*THE PROBLEM*. The answer should be an exact copy of the lines from the line with "Could you please indicate the silhouetted crowd" through the last line of the entries, and no other lines.

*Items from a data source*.
# # # # # # #

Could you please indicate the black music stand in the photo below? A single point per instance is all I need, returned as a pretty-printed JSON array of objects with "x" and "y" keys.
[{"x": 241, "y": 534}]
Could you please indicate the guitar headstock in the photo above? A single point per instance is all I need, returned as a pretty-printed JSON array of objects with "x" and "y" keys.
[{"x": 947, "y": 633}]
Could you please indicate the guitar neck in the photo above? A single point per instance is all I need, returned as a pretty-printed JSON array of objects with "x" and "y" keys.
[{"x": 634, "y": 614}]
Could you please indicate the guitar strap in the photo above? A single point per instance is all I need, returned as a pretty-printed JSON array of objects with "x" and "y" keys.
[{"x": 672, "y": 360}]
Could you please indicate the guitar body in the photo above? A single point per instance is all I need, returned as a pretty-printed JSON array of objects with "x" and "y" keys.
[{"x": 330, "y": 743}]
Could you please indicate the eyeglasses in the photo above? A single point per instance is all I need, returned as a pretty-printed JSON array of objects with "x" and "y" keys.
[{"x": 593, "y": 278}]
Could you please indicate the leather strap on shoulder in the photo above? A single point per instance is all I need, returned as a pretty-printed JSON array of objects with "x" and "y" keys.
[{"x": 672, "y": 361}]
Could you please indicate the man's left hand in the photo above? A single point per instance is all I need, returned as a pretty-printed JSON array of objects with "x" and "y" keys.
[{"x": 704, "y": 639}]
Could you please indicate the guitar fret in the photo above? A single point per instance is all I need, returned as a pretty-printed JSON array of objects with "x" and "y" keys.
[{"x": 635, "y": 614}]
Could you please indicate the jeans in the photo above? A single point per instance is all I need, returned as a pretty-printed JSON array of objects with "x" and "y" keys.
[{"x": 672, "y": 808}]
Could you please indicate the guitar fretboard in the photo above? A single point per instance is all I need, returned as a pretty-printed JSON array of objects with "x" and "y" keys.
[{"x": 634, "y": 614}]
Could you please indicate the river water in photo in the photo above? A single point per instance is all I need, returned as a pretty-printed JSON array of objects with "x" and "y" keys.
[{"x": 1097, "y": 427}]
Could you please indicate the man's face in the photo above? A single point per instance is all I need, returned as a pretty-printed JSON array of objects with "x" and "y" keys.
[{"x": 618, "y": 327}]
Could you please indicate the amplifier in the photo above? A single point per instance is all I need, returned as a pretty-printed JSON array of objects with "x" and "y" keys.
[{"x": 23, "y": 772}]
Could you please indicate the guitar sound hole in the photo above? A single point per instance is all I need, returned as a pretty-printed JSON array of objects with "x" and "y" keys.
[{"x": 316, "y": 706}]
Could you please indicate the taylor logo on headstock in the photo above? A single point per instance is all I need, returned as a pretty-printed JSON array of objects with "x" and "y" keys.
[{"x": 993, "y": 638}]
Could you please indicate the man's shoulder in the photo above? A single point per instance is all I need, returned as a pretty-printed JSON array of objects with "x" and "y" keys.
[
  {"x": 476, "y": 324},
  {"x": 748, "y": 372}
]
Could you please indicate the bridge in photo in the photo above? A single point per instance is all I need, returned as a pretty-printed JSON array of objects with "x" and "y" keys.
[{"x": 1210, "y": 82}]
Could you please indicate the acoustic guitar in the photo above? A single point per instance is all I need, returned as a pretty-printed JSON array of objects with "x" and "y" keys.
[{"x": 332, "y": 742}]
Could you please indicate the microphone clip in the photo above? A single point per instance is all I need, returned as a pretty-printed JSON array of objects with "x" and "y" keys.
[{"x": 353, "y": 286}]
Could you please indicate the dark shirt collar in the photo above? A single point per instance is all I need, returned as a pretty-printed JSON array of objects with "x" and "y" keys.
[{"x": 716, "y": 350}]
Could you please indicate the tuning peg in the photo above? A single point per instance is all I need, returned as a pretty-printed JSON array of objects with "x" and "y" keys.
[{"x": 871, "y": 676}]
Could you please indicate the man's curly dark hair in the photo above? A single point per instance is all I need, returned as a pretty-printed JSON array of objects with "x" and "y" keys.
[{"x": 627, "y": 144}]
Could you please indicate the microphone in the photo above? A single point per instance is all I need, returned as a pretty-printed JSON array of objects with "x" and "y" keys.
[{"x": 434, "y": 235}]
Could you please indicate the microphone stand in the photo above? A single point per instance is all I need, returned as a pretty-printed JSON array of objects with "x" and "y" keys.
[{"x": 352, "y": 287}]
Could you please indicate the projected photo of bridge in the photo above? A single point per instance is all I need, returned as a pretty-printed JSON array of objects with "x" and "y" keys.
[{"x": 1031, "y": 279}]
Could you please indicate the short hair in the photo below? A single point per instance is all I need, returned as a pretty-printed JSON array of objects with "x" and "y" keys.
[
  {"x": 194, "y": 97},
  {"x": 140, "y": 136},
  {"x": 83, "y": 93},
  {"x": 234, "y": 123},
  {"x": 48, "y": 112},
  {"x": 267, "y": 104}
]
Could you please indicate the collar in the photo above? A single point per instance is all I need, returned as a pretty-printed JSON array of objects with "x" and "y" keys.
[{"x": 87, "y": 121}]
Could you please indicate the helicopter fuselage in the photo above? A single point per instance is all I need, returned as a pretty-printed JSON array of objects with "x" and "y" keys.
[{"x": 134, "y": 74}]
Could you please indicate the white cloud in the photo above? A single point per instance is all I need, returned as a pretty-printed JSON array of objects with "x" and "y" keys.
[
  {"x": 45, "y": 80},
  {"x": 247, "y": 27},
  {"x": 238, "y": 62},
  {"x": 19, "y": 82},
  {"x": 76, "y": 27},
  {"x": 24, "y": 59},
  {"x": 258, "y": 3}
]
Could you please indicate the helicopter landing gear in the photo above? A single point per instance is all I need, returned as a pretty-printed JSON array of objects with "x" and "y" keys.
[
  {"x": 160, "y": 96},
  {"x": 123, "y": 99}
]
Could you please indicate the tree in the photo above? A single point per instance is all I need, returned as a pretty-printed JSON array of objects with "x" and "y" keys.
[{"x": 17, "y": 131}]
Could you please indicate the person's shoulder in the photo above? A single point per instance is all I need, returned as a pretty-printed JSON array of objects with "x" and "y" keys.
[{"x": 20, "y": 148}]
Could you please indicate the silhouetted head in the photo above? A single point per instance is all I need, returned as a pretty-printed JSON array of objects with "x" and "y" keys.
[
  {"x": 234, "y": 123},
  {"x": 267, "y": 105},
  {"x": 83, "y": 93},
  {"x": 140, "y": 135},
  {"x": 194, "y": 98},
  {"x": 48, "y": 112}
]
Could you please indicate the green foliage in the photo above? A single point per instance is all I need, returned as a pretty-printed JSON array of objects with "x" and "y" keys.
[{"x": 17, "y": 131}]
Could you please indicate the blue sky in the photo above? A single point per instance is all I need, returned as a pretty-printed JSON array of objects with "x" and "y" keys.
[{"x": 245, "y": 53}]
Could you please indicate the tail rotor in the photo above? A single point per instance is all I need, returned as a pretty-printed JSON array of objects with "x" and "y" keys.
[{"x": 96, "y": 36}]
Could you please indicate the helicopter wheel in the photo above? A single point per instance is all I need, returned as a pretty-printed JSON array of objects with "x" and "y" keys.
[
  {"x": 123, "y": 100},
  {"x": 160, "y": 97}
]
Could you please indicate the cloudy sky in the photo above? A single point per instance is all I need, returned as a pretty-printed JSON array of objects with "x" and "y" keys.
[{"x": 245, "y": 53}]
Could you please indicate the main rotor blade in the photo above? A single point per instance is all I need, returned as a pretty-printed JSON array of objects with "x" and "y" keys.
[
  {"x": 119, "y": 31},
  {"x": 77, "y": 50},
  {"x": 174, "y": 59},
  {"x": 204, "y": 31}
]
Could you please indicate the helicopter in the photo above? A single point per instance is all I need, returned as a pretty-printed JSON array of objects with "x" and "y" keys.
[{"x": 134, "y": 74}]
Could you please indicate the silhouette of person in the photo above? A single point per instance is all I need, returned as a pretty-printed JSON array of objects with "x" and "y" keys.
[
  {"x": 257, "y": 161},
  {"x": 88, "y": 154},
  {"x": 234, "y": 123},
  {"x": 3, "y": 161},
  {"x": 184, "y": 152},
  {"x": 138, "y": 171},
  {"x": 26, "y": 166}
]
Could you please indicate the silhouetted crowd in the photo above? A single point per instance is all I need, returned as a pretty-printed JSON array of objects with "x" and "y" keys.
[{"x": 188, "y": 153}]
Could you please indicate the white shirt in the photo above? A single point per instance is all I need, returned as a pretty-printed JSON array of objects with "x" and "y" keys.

# # # # # # #

*OUTPUT FOR THIS TASK*.
Could you please indicate the silhouetted crowd in the photo above? A single point per instance is all I need, returned as a pretty-printed JSON array of objects with "x" and "y" keys.
[{"x": 188, "y": 153}]
Could you please indicate the white shirt in the photo above? A single point per instance is all I need, returned as a pretty-printed JSON array of objects with "x" and "y" keys.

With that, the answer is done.